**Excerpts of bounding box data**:
— Begin —

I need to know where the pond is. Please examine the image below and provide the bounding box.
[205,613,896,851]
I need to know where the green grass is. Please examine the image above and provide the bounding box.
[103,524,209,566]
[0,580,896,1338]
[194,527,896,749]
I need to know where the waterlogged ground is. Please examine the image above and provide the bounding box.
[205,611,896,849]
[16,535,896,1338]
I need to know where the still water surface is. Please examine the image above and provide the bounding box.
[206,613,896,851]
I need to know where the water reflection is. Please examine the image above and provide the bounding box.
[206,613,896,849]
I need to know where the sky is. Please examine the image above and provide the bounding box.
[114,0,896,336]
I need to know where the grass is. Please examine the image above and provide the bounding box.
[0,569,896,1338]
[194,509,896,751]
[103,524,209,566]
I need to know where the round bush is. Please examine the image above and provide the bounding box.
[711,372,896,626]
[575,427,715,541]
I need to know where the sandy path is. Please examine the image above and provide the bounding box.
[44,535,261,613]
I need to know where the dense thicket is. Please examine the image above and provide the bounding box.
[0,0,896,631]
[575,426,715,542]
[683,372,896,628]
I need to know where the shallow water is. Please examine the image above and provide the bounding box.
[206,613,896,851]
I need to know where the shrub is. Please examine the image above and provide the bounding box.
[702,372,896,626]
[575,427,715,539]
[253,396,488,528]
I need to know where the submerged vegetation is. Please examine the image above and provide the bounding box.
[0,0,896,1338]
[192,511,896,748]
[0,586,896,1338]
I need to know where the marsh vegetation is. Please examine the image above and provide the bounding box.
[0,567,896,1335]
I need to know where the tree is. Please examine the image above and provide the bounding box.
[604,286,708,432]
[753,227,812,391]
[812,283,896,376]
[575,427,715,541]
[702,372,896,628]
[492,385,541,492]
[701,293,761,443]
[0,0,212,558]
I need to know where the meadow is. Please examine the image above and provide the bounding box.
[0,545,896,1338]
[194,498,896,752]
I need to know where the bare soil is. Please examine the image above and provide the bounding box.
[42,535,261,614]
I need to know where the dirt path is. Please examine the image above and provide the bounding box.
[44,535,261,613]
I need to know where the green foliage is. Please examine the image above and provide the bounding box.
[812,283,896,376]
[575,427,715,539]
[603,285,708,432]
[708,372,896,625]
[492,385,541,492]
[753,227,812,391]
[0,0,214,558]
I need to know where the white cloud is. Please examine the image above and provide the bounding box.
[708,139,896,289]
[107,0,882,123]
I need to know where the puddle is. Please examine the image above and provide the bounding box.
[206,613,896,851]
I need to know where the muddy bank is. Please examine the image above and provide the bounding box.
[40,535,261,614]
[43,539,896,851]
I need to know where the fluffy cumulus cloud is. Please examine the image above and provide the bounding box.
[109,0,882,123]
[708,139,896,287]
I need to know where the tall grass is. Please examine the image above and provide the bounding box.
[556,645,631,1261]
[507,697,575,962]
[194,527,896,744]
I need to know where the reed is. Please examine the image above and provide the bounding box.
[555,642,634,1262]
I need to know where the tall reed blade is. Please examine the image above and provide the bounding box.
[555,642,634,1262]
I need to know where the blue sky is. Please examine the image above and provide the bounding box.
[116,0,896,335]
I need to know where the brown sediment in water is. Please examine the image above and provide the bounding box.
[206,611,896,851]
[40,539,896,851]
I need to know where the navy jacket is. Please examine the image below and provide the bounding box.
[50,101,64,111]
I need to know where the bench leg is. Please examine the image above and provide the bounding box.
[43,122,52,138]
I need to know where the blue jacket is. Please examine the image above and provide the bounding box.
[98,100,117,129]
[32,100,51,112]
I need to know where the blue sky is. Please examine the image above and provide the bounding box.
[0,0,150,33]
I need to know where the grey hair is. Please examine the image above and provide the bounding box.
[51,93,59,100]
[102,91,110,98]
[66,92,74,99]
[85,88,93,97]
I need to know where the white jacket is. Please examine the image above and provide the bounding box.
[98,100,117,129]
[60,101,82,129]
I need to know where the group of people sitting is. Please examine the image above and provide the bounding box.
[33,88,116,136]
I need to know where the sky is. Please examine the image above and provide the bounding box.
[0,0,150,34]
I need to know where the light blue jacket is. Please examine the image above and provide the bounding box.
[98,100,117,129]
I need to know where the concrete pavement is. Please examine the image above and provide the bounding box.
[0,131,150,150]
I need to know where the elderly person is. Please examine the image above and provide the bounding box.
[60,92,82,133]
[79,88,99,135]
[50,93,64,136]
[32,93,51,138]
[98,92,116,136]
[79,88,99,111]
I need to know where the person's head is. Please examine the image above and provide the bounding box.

— End —

Can you write out every one of the items above, word for word?

**COMPLETED EXERCISE**:
I need to know where the pond is. Please examine the image below and provide the bounding box.
[205,613,896,851]
I need to know where the green grass is. Please examine the image above and provide the bounding box.
[103,524,209,566]
[0,580,896,1338]
[194,527,896,749]
I need to know where the waterlogged ground is. Please examine the image above and provide the bounding box.
[205,611,896,849]
[16,535,896,1338]
I need to know where the still water surface is. Please examine the image above and provide the bounding box.
[206,613,896,851]
I need to know where the water reflection is. Please examine the image above and provide the bounding box.
[206,613,896,849]
I need to know where the sky is. Please examine the image above and provide the bounding box.
[114,0,896,336]
I need to know where the grass is. Please examine the image above and provide the bounding box.
[0,569,896,1338]
[194,509,896,751]
[103,524,209,566]
I need to know where the round bush is. Please examine the image above and provide the bounding box.
[711,372,896,626]
[575,427,715,541]
I need to know where the sandy path is. Please examine the image above and provide the bounding box.
[44,535,261,613]
I need to know where the dense thicket is. Please examine the image above and provide the bounding box.
[0,0,896,631]
[575,426,715,542]
[683,372,896,628]
I need to know where the shallow water is. Please examine the image above and provide the bounding box.
[206,613,896,851]
I need to know where the shrub is. Please examine the image above and provide the bounding box.
[702,372,896,626]
[575,427,715,539]
[253,396,488,528]
I need to know where the submerged vegetation is. Please examine the image above and provide the bounding box.
[0,0,896,1338]
[192,511,896,748]
[0,586,896,1338]
I need to know where the marsh vegetation is. Please examine the image above and provide the bounding box.
[0,567,896,1335]
I need to know where the tree is. Please examine the image above and provide the bounding box.
[604,286,708,432]
[753,227,812,391]
[812,283,896,376]
[575,427,715,541]
[702,372,896,628]
[492,385,541,492]
[701,293,761,443]
[0,0,212,558]
I need to know where the meadow is. Please examine the image above and provide the bounding box.
[0,545,896,1338]
[194,498,896,752]
I need to know where the bare soil is. Please examine the image above and provide the bounding box.
[42,535,261,614]
I need to know where the dirt path is. Please examine the image above and provide the bounding box.
[44,535,261,613]
I need to know where the green foliage is. Please examine the image above and provide the bounding box.
[812,283,896,376]
[575,427,715,539]
[603,285,708,432]
[708,372,896,625]
[492,385,541,492]
[753,227,812,391]
[0,0,214,558]
I need to know where the white cloud is. Please examine the image above and provide the bounding box.
[708,139,896,289]
[107,0,882,123]
I need to know where the puddle is. Please examine the image above and provide the bounding box.
[206,613,896,851]
I need to know where the muddy bank is. Please examine the image above and provide the bounding box.
[40,535,261,614]
[43,539,896,851]
I need to know where the fluffy cumulus cloud is. Please examine the image above and provide the bounding box.
[109,0,882,123]
[708,139,896,287]
I need to know where the tall grass is. Please examine the image above and provide the bounding box.
[556,645,631,1261]
[507,697,575,962]
[194,527,896,744]
I need to know where the reed is. Please examine the image above and provide the bounding box.
[555,642,634,1262]
I need to know where the tall reed blade is. Please examine the image above and provide the bounding box.
[555,642,634,1262]
I need to know where the blue sky is. Please examine the image above and provide the bounding box.
[116,0,896,335]
I need to know where the brown sediment in water is. Please examine the image above and provide the bounding box.
[206,611,896,851]
[40,539,896,851]
I need to know where the navy jacket is. Please examine the image below and provide the bounding box.
[50,101,64,111]
I need to know where the bench leg is. Please examine the image above and provide the bounding box.
[43,122,52,138]
I need to know where the blue jacket is. Please examine the image above and provide the bounding box.
[98,100,117,129]
[32,100,51,112]
I need to know where the blue sky is. Please examine the image above and provide the bounding box.
[0,0,150,33]
I need to know where the grey hair is. Please examine the image above and provide the bounding box.
[51,93,59,100]
[102,91,110,98]
[66,92,74,99]
[85,88,93,97]
I need to know where the white jacket is. Please examine the image above and provide the bounding box.
[98,100,117,129]
[60,101,82,129]
I need to know where the group of people sitting is. Please examine the image above and provide the bounding box.
[33,88,116,136]
I need to know where the sky is. Please examine the image above and provide the bounding box.
[0,0,150,34]
I need to know where the light blue jacket is. Please examine the image above and provide the bounding box.
[98,100,117,129]
I need to know where the concrete pavement is. Please examine the image above and provide the bounding box.
[0,131,150,150]
I need to know where the elderly person is. Please examine the image above and provide the bounding box.
[60,92,82,133]
[79,88,99,135]
[50,93,64,136]
[32,93,51,138]
[98,92,116,136]
[79,88,99,111]
I need to know where the person's head is. Please examine the image above and provide the bounding box.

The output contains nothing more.